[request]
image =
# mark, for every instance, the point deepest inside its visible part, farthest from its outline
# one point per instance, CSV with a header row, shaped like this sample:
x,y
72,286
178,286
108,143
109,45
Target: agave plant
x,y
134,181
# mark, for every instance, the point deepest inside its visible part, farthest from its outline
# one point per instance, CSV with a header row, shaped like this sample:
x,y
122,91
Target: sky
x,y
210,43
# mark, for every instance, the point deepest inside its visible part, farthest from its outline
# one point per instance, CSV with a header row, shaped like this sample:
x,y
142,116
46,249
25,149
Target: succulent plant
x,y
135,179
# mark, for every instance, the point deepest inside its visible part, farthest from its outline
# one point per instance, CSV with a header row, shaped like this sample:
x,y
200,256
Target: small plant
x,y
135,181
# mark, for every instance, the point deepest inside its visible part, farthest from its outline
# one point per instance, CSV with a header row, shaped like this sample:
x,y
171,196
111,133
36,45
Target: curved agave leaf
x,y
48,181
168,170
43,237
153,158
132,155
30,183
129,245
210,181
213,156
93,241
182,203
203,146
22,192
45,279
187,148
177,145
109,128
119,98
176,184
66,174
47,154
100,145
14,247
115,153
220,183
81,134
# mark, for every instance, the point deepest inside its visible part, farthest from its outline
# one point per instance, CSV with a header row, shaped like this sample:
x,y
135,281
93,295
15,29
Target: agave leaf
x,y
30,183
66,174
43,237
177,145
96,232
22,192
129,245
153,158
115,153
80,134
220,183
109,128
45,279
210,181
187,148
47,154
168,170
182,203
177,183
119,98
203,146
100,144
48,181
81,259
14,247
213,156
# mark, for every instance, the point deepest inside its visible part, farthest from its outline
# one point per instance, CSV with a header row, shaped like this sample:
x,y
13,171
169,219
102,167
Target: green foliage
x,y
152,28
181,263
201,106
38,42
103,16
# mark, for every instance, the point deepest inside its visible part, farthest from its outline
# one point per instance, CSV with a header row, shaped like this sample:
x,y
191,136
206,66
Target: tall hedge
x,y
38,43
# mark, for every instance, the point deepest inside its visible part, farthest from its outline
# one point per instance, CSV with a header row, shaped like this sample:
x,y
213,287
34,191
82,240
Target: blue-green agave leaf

*What you have to do*. The full listing above is to be retyped exactly.

*Exercise output*.
[request]
image =
# mark, for every instance, the point deepest inside its visible part, farthest from its outline
# one point per instance, CSV with a header row, shaped like this sample:
x,y
72,286
178,286
108,143
109,45
Target: agave plant
x,y
134,181
# mark, for every instance, the point deepest inside its visible part, farthest from its outline
# one point per instance, CSV with a header row, shaped like this sample:
x,y
122,91
Target: sky
x,y
210,43
# mark, for every instance, the point deepest inside its visible part, farthest from its outline
# one point per instance, CSV with a header row, shaped like this sample:
x,y
142,116
46,249
25,149
Target: succulent plant
x,y
135,179
# mark, for every instance, the point deepest inside its visible part, farthest from its outline
# one point per instance, CSV with a header row, shaped like this sample:
x,y
200,256
Target: small plant
x,y
135,181
# mark, for every instance, the point deepest inside its visible part, farthest from its outline
# one point per instance, CSV with a header row, shaped like this sample:
x,y
171,196
111,133
36,45
Target: curved agave leaf
x,y
48,181
168,170
43,237
153,158
132,155
30,183
129,245
210,181
213,156
93,241
182,203
203,146
22,192
45,279
187,148
177,145
109,128
119,98
176,184
66,174
47,154
100,145
14,247
115,153
220,183
81,134
# mark, for every instance, the point deepest inside its visible part, farthest from its outline
# one point per instance, CSV with a header row, shaped like this sample:
x,y
135,281
93,295
15,29
Target: agave leaf
x,y
30,183
66,174
43,237
177,145
96,232
22,192
129,245
153,158
115,153
80,134
220,183
109,128
45,279
210,181
187,148
47,154
168,170
182,203
177,183
119,98
203,146
100,144
48,181
81,259
14,247
213,156
# mark, for every instance, the point deepest inside its visible part, farthest from its outline
# one point per instance, CSV with a header row, shaped like this sample:
x,y
13,171
169,219
102,167
Target: green foliage
x,y
152,28
181,263
201,106
38,42
103,16
# mark, for every instance, the point deepest inside its visible part, farthest from its outline
# one point per instance, CSV with a header row, shaped like this sample:
x,y
191,136
206,66
Target: tall hedge
x,y
38,43
# mark, for every instance, the point deepest inside its visible part, farthest from its outline
# one point per instance, CSV with a header row, shaped like this sample:
x,y
213,287
34,191
82,240
Target: blue-green agave leaf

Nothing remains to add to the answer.